**À FAIRE**
Veuillez présenter sous forme de liste JSON de chaînes les lignes du matériel ci-dessous, depuis son début jusqu'à la ligne contenant « <point>355,703</point> » incluse, avec une chaîne par ligne et sans les lignes vides. Laissez les images hors de la réponse.

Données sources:
%%

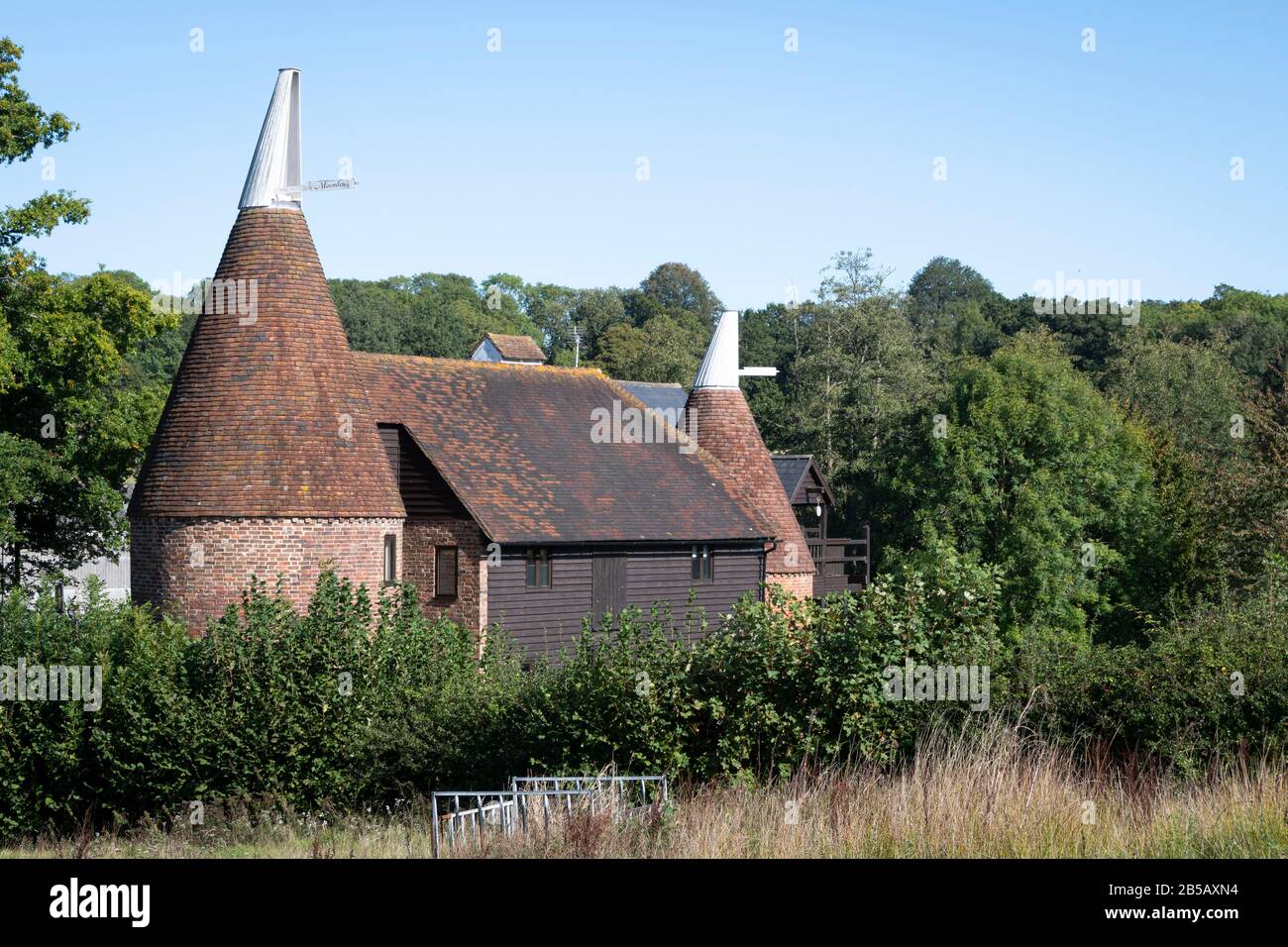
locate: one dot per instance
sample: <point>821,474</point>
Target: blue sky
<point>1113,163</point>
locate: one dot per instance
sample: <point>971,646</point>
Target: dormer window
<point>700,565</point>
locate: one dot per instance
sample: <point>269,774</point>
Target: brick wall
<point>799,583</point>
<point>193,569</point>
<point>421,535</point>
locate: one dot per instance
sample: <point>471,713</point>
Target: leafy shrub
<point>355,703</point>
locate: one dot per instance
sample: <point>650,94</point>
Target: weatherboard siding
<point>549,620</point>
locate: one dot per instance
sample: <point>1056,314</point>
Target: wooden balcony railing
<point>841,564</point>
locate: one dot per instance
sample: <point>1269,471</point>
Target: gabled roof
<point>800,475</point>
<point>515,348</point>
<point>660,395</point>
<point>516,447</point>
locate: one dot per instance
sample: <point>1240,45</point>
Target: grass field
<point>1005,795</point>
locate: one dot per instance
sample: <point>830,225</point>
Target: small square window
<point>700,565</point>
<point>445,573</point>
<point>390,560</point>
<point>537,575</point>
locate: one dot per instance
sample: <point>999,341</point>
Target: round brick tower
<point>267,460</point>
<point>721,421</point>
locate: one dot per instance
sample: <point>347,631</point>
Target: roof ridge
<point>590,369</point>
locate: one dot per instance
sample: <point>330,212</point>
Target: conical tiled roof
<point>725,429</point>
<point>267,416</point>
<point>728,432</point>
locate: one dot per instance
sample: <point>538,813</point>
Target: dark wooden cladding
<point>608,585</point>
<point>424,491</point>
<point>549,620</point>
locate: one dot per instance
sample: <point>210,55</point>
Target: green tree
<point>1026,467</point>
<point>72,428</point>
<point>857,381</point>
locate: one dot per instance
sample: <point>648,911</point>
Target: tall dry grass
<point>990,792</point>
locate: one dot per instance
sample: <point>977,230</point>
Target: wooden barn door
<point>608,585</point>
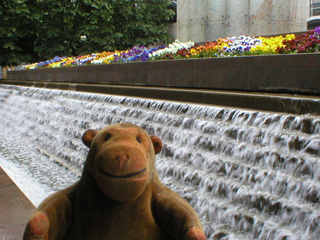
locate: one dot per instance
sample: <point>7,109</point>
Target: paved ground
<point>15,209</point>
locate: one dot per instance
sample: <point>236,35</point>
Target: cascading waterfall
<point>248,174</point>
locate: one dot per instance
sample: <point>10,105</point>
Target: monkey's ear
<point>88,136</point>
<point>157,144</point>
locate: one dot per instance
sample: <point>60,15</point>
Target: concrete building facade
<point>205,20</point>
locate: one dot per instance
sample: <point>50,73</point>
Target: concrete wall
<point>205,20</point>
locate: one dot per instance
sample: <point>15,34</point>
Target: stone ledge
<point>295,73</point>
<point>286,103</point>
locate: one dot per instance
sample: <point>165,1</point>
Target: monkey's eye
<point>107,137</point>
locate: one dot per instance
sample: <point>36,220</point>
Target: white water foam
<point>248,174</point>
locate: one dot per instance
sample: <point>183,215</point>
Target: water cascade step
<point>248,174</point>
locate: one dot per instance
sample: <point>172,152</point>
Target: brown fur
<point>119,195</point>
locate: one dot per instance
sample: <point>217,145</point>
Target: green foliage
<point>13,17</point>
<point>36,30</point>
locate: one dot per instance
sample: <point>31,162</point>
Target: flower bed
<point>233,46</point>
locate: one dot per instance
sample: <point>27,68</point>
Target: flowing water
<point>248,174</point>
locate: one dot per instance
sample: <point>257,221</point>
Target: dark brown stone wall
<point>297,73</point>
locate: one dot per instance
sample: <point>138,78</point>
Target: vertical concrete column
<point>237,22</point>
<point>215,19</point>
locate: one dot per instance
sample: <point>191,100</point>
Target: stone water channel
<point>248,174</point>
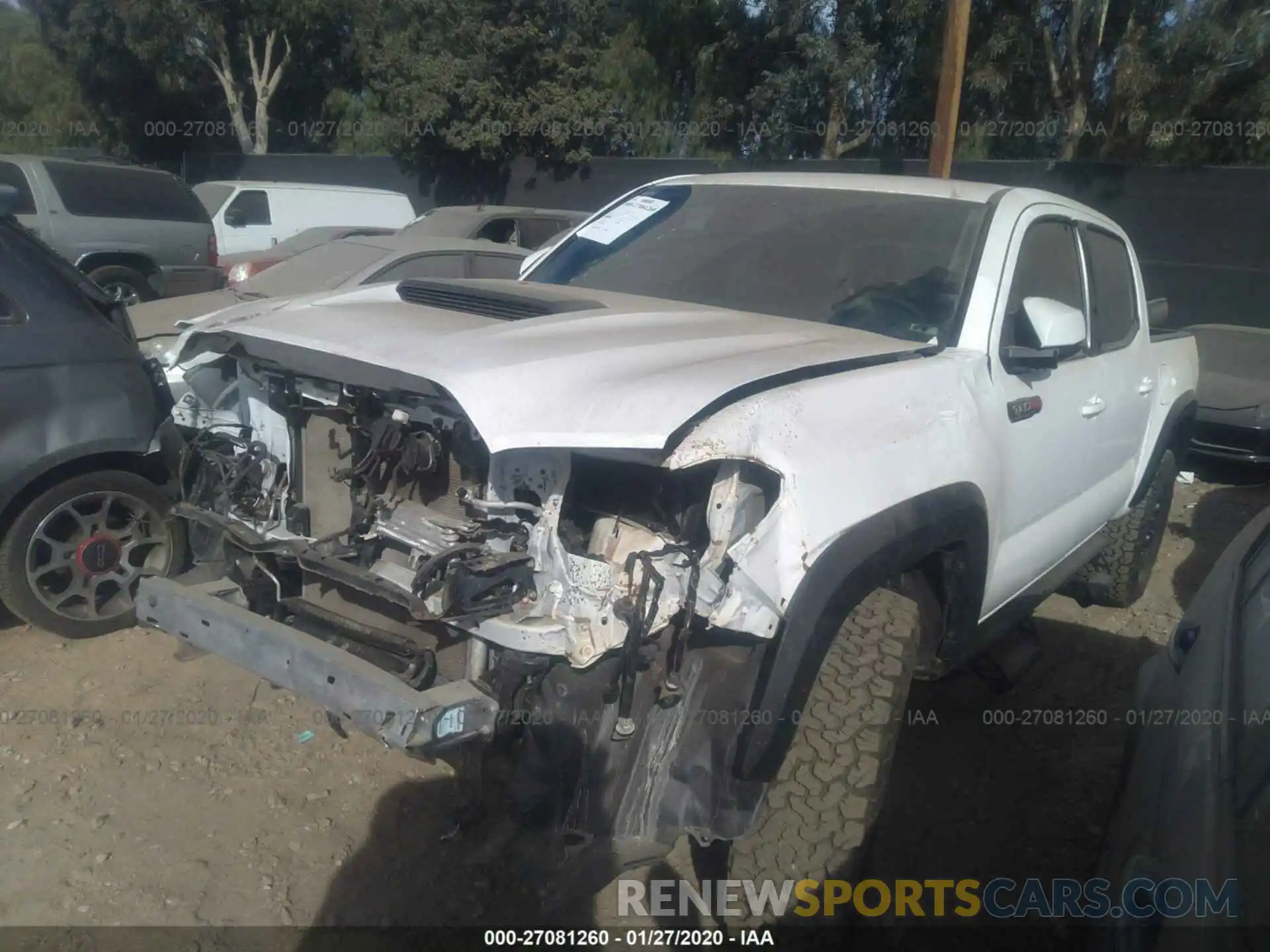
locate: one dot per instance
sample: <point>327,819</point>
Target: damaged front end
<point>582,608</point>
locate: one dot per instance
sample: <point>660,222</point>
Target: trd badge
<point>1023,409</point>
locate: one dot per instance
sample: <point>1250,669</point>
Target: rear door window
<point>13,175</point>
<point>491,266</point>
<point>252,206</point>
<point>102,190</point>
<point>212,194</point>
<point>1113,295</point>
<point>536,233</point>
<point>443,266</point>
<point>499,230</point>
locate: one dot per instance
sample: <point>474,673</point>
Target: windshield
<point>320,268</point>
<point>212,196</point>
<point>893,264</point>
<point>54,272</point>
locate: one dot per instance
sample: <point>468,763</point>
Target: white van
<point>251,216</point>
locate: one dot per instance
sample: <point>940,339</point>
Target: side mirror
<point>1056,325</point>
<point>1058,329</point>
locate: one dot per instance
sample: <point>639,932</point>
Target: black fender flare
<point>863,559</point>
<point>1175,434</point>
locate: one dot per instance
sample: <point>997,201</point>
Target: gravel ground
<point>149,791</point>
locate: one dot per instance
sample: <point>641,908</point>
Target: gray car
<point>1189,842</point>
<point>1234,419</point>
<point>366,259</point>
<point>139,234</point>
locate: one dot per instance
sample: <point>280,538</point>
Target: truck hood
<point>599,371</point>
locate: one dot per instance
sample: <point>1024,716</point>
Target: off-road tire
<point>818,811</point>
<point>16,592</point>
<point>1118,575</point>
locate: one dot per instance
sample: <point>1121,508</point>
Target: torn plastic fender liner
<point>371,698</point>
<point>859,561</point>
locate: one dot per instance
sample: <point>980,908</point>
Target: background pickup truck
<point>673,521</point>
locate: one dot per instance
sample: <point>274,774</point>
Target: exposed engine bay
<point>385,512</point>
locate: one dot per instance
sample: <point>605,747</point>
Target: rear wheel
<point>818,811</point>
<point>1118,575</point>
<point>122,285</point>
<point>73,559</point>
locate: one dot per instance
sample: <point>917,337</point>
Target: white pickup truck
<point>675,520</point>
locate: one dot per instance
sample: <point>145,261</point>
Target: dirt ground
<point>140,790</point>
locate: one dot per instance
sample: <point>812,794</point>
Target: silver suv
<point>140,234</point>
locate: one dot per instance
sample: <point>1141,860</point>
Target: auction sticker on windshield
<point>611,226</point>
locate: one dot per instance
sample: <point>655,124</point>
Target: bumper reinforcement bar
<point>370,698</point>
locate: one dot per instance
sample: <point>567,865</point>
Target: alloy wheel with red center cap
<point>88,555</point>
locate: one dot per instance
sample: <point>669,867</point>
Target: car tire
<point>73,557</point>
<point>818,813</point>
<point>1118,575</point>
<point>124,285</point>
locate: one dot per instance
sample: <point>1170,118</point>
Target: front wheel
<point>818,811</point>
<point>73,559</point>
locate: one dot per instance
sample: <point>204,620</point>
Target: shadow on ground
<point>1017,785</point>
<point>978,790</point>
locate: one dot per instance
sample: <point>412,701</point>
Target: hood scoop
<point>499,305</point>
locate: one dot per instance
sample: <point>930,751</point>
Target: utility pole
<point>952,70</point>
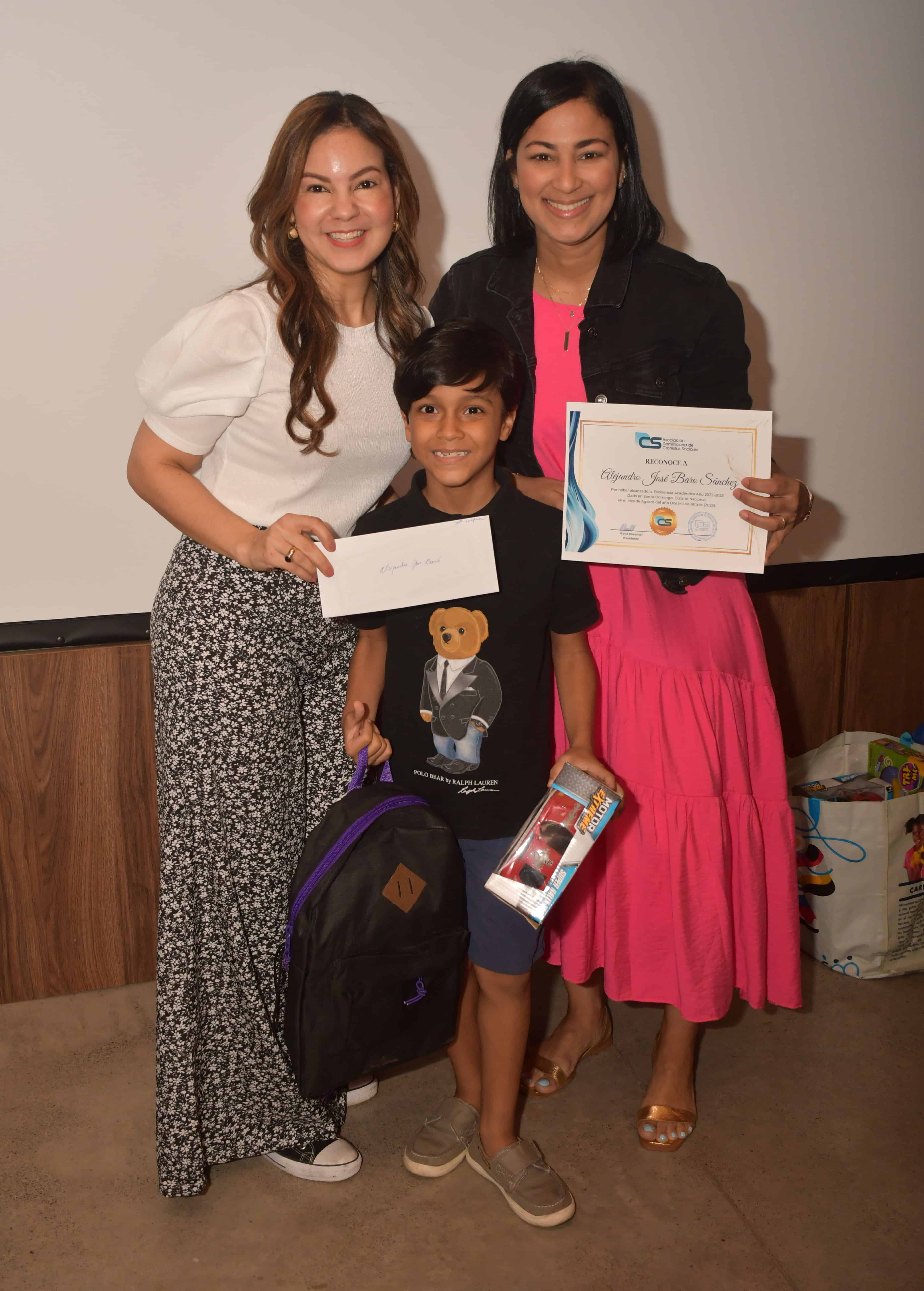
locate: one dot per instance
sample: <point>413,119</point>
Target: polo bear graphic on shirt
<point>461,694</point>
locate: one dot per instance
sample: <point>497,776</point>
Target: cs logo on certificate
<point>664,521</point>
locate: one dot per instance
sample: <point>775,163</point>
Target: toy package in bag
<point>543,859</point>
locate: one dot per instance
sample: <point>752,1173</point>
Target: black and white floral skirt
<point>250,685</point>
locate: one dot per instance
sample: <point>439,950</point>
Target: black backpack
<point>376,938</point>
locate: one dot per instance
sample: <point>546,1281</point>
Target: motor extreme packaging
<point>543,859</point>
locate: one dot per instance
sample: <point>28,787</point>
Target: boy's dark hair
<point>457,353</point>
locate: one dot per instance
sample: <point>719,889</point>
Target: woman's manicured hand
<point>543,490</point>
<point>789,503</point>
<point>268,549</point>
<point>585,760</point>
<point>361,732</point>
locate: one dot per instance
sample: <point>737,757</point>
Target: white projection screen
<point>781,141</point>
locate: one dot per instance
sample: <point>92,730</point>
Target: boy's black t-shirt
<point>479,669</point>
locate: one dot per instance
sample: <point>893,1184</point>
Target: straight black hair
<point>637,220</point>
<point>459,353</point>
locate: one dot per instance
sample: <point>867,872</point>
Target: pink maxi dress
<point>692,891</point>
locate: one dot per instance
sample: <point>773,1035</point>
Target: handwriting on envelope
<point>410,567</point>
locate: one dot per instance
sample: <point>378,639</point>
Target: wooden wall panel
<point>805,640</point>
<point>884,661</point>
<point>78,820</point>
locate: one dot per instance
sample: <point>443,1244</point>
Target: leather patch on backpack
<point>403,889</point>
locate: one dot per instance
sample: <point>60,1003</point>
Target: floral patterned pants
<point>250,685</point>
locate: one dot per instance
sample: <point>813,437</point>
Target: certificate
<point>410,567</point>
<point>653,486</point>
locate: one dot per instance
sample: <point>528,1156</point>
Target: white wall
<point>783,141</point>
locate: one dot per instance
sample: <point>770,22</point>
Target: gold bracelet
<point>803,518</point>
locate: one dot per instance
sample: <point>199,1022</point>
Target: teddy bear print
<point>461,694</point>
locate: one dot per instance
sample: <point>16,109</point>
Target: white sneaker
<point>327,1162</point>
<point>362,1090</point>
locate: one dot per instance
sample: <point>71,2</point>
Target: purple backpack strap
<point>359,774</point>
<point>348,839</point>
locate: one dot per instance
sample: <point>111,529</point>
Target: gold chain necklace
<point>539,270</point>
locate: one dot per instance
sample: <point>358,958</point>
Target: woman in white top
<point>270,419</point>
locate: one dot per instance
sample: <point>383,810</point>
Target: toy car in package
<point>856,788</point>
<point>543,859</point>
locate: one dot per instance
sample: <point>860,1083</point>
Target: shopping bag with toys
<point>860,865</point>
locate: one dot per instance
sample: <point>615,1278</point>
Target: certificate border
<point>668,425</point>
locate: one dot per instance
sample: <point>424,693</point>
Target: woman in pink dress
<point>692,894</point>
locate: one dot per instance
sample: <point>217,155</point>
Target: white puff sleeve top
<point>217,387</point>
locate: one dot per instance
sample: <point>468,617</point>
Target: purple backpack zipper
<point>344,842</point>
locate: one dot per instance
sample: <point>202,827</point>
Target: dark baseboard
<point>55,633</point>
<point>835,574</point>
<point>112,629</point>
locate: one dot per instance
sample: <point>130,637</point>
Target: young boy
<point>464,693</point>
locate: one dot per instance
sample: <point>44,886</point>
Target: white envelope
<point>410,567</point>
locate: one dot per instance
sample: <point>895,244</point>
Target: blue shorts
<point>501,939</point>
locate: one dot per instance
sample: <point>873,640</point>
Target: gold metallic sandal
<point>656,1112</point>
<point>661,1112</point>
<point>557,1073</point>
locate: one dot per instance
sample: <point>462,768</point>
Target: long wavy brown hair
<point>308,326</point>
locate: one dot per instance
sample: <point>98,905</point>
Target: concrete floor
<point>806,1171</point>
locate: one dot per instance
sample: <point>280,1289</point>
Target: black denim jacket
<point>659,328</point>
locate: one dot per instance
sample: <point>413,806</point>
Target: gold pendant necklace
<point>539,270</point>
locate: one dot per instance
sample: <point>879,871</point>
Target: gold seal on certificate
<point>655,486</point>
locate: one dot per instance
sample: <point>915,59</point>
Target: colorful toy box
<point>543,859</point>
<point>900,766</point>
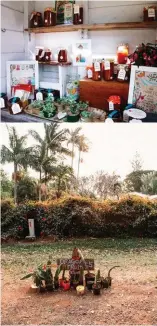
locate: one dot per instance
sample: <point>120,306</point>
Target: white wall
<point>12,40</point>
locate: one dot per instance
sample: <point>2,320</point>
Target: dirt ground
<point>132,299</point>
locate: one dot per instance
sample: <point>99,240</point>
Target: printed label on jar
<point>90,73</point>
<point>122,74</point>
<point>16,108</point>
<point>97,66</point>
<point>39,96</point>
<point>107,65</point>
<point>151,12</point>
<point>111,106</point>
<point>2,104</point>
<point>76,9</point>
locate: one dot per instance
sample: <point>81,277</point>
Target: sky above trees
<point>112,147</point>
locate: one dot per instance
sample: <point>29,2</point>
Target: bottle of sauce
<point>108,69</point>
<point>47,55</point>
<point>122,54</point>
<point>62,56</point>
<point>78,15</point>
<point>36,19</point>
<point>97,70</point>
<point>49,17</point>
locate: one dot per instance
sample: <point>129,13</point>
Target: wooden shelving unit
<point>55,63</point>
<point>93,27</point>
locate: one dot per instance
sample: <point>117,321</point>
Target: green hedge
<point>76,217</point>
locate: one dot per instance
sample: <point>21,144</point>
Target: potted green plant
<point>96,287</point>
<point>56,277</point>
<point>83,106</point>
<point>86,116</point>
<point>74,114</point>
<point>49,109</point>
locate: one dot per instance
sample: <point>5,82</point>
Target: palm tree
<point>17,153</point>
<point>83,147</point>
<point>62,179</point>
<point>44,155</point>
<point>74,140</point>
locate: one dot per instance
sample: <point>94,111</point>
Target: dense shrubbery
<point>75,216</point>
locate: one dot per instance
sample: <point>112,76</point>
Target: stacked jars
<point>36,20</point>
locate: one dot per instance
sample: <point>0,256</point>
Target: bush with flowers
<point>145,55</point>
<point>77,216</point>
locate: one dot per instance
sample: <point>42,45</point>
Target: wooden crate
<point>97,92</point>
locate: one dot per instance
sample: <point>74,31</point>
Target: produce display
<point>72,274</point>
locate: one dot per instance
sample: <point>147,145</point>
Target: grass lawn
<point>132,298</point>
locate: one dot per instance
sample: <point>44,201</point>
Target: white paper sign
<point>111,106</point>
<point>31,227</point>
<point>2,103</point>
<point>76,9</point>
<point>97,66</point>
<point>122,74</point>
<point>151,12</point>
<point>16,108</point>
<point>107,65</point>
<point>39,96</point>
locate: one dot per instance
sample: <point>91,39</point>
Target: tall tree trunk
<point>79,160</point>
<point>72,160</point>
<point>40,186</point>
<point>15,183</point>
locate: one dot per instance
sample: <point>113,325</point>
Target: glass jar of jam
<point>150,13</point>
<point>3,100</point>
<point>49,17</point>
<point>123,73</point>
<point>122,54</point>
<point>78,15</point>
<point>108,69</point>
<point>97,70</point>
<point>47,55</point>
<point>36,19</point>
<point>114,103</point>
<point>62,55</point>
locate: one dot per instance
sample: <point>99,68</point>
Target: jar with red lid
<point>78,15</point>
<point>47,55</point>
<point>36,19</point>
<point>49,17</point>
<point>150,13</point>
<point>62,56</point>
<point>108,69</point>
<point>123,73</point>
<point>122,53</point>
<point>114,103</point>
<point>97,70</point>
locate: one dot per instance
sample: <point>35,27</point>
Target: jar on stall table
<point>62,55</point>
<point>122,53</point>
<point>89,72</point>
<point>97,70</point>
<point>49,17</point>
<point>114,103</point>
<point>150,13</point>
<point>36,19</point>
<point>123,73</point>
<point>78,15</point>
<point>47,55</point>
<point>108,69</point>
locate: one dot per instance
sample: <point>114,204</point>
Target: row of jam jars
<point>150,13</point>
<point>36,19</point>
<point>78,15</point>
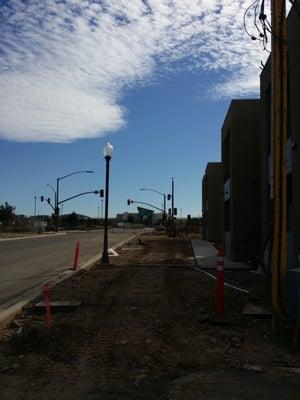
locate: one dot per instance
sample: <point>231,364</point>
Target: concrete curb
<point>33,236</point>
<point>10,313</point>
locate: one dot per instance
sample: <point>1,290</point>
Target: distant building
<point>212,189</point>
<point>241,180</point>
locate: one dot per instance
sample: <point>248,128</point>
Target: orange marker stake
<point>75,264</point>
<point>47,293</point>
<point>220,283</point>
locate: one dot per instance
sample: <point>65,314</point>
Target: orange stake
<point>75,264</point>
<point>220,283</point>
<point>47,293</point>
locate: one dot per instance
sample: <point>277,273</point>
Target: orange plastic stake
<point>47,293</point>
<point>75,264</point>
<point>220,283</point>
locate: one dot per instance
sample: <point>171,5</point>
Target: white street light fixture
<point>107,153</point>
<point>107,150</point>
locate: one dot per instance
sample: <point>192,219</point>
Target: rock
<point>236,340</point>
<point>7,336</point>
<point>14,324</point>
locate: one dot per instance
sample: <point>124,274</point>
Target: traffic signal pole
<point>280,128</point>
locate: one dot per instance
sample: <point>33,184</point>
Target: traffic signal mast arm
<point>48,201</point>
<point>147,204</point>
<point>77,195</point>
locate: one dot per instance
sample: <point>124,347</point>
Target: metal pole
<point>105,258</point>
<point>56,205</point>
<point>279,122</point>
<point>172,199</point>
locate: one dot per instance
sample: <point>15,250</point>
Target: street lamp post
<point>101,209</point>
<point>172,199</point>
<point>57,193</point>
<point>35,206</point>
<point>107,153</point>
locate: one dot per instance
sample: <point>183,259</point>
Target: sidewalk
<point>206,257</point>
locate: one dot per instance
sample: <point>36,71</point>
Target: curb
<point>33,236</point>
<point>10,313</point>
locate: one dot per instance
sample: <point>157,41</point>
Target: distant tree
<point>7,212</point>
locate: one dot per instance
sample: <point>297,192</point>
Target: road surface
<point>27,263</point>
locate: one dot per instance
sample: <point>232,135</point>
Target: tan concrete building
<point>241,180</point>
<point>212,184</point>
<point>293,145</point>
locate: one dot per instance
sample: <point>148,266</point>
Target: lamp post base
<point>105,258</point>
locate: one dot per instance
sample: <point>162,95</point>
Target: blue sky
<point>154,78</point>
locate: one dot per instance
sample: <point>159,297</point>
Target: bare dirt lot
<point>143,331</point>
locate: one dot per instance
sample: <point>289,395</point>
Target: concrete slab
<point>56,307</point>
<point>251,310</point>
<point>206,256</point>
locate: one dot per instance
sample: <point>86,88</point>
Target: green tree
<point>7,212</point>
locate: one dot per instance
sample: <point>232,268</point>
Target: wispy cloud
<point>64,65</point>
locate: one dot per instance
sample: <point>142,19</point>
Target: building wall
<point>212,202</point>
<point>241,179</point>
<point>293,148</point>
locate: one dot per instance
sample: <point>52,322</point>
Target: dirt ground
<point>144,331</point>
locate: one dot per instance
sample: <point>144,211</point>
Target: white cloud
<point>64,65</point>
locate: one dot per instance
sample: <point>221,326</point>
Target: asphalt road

%%

**EXERCICE TERMINÉ**
[
  "locate: one dot per instance",
  "sample: <point>821,474</point>",
  "Target: blue sky",
  "<point>1113,163</point>",
  "locate: one dot per instance",
  "sample: <point>971,646</point>",
  "Target: dormer window",
  "<point>700,565</point>",
  "locate: one dot per instance",
  "sample: <point>269,774</point>",
  "Target: brick wall",
  "<point>799,583</point>",
  "<point>193,569</point>",
  "<point>421,535</point>",
  "locate: one dot per instance",
  "sample: <point>471,713</point>",
  "Target: leafy shrub",
  "<point>355,703</point>"
]